OBJECTIVE
Find the line that contains "Annotate the blue patterned"; then retype it and each line after it, exactly, through the final line of the data below.

── TASK DATA

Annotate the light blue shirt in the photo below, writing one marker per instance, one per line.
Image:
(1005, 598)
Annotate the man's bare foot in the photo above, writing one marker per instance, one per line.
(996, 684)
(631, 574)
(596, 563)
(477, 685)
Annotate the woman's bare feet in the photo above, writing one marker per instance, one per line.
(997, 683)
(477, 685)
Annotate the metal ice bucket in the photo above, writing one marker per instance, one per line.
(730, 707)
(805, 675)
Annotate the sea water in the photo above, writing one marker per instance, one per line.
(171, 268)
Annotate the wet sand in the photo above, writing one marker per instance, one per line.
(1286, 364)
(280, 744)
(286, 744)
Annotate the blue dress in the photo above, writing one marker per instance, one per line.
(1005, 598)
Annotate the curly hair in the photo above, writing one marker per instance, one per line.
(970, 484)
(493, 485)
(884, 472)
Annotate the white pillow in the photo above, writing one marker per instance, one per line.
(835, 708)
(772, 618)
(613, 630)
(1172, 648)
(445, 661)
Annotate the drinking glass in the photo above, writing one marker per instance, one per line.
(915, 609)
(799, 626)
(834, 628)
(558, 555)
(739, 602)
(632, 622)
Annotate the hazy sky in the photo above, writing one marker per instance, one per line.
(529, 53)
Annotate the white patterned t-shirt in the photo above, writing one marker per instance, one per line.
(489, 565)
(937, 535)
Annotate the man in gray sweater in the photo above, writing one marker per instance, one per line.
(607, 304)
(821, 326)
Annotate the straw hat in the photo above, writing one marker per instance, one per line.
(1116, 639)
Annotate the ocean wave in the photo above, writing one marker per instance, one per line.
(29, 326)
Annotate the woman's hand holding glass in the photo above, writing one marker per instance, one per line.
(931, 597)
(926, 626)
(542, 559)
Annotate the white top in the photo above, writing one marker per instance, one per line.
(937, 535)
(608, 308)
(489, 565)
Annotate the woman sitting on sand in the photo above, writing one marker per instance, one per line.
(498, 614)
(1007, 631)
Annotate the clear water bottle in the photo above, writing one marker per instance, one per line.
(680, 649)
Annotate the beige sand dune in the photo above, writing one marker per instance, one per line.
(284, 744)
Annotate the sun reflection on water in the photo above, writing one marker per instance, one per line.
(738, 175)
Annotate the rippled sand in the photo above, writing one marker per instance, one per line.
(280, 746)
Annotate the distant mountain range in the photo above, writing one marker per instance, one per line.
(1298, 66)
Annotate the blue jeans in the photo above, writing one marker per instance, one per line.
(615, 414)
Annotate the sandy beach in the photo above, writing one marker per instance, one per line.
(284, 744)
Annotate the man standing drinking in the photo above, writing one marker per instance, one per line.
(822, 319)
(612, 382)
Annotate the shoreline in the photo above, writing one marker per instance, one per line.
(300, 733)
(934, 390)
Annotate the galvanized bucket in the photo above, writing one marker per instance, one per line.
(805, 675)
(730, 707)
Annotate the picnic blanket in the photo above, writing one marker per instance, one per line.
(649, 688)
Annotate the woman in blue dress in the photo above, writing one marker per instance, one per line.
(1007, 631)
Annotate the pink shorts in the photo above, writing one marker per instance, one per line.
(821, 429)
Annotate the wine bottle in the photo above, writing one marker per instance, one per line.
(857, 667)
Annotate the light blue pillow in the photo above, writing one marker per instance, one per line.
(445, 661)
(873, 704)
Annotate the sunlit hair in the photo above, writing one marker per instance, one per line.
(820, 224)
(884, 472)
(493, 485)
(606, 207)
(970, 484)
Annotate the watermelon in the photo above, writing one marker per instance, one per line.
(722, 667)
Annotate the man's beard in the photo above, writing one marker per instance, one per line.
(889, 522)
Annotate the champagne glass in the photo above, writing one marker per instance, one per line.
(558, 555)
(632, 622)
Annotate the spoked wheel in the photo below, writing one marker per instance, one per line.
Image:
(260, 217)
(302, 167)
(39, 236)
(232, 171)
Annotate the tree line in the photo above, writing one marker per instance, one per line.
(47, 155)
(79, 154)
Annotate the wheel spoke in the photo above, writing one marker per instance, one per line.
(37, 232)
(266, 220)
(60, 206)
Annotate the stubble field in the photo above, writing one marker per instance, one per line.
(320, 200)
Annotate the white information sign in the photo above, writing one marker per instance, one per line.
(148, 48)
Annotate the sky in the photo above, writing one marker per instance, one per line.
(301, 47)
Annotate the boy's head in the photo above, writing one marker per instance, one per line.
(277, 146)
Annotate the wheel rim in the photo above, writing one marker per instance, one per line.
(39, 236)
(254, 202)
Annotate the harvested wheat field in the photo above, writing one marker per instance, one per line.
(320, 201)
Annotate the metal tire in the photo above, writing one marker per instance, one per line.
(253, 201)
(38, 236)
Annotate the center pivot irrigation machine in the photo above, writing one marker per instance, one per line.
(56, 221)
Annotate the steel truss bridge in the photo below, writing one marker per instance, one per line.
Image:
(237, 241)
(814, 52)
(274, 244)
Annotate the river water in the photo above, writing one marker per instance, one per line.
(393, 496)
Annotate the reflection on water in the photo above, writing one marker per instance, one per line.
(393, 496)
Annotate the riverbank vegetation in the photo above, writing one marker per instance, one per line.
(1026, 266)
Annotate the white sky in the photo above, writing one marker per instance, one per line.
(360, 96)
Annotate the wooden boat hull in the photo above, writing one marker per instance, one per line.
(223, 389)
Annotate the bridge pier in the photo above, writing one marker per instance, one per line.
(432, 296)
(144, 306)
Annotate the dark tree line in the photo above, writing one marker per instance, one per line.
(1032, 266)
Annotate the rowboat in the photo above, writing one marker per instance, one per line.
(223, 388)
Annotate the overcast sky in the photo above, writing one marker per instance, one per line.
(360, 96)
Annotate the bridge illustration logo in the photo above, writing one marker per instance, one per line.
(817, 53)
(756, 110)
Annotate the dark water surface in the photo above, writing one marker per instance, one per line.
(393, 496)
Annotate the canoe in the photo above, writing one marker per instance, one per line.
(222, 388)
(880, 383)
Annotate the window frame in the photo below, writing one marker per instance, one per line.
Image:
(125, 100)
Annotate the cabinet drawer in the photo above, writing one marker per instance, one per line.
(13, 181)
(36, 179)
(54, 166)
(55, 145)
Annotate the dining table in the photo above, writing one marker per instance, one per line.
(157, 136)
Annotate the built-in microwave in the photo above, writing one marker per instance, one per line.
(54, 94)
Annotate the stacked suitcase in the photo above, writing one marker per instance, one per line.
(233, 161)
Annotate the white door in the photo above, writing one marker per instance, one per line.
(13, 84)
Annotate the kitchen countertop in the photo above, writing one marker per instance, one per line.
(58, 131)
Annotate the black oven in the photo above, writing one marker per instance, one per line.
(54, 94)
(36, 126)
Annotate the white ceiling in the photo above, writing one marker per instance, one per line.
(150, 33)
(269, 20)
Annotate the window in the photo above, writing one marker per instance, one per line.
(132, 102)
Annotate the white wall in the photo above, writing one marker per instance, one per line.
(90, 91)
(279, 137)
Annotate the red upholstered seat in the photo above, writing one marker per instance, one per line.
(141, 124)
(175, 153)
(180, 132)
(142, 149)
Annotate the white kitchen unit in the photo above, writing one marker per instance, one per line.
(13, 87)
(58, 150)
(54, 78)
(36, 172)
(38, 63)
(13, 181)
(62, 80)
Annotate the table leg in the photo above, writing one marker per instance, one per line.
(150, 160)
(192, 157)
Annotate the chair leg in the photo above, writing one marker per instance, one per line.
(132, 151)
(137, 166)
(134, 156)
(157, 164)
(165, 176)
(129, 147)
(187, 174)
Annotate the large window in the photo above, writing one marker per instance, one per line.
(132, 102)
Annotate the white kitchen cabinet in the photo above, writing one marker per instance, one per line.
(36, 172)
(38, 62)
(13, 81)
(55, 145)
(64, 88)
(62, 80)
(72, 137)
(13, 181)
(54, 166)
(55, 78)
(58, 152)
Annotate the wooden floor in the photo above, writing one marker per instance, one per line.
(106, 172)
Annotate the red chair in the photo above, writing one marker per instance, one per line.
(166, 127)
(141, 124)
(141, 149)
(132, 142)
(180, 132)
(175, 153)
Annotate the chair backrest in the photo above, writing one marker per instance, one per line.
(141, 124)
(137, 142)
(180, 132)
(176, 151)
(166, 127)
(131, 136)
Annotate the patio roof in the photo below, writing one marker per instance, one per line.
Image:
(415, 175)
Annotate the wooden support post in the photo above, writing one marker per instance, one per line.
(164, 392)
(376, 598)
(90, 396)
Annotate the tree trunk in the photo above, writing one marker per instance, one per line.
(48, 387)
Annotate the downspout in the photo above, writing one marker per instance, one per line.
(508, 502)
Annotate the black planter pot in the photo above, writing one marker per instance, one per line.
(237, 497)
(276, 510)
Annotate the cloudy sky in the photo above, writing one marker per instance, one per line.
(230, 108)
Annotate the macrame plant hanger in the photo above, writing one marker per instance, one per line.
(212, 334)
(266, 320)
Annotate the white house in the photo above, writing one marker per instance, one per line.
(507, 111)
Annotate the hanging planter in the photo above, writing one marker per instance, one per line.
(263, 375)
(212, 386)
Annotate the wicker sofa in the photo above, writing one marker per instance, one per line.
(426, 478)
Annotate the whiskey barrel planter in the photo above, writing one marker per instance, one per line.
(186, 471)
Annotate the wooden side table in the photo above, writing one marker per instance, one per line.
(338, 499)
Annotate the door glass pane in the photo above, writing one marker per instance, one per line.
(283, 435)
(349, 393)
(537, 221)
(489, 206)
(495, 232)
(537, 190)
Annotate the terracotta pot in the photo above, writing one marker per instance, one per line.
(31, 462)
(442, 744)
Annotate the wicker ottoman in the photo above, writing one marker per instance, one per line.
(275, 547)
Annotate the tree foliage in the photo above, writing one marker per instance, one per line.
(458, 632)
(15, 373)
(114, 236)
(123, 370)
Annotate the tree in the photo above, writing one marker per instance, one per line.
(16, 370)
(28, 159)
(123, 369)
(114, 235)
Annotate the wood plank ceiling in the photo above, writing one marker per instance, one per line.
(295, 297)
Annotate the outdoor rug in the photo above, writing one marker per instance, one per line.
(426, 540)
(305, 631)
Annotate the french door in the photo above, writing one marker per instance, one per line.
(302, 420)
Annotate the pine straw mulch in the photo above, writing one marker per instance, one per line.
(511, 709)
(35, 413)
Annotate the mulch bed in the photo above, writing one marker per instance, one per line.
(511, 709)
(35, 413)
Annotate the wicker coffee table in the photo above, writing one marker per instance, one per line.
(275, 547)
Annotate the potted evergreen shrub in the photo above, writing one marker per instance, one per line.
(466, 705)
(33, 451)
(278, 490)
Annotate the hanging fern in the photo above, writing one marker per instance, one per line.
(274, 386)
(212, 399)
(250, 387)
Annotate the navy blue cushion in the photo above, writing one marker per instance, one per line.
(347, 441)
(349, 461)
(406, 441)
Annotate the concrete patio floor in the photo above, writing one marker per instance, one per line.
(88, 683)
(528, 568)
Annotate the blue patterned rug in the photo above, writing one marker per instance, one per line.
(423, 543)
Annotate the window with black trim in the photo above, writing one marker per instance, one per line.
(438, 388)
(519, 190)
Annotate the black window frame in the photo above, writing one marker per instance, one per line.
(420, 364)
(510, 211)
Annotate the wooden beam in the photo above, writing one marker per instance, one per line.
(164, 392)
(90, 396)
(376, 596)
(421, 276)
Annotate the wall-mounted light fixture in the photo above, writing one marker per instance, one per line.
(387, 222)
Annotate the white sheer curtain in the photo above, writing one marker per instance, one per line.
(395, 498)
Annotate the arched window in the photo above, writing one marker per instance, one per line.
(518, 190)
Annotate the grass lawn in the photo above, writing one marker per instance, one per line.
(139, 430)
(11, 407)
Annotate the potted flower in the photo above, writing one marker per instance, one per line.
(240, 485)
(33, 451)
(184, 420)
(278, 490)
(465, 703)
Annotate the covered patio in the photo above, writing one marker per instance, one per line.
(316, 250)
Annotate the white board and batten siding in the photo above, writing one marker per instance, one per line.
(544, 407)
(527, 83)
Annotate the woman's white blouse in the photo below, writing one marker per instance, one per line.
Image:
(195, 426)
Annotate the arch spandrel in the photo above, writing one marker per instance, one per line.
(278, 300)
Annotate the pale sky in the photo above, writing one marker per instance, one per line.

────

EXERCISE SOLUTION
Annotate the blue patterned rug in the photo above, writing one marker per instance, one per line.
(423, 543)
Annotate the window with black trim in the photo above, writing one marker per instance, one per line.
(438, 388)
(519, 190)
Annotate the black window frame in the photo above, writing one marker per instance, one per line.
(420, 364)
(510, 211)
Annotate the wooden beam in the photo above, writing one marker per instance, one per line.
(164, 392)
(90, 396)
(376, 596)
(421, 276)
Annotate the wall-mounted light fixture in the photo above, writing one marker per instance, one per line.
(387, 222)
Annotate the white sheer curtain in the photo above, writing one marker per instance, one per line.
(395, 498)
Annotate the arched window in the photo above, writing one marker per instance, one per line.
(518, 190)
Annotate the grass lawn in the photo above, writing one marker per instance, one per line.
(139, 430)
(11, 407)
Annotate the potted flower in the photo above, writing one marker per instance, one per line.
(240, 485)
(33, 451)
(184, 420)
(278, 490)
(465, 703)
Annotate the covered patio in the photo above, writing one marker per instance, one per line.
(316, 250)
Annotate the white board and batten siding in the photo above, writing one marker per instance, one per line.
(544, 407)
(527, 83)
Annotate the woman's white blouse in the photo below, writing one marker per instance, one per line.
Image:
(195, 426)
Annotate the arch spandrel in the photo above, writing one marker per instance, one per line.
(278, 300)
Annotate the pale sky in the photo above, writing one marker per instance, one per line.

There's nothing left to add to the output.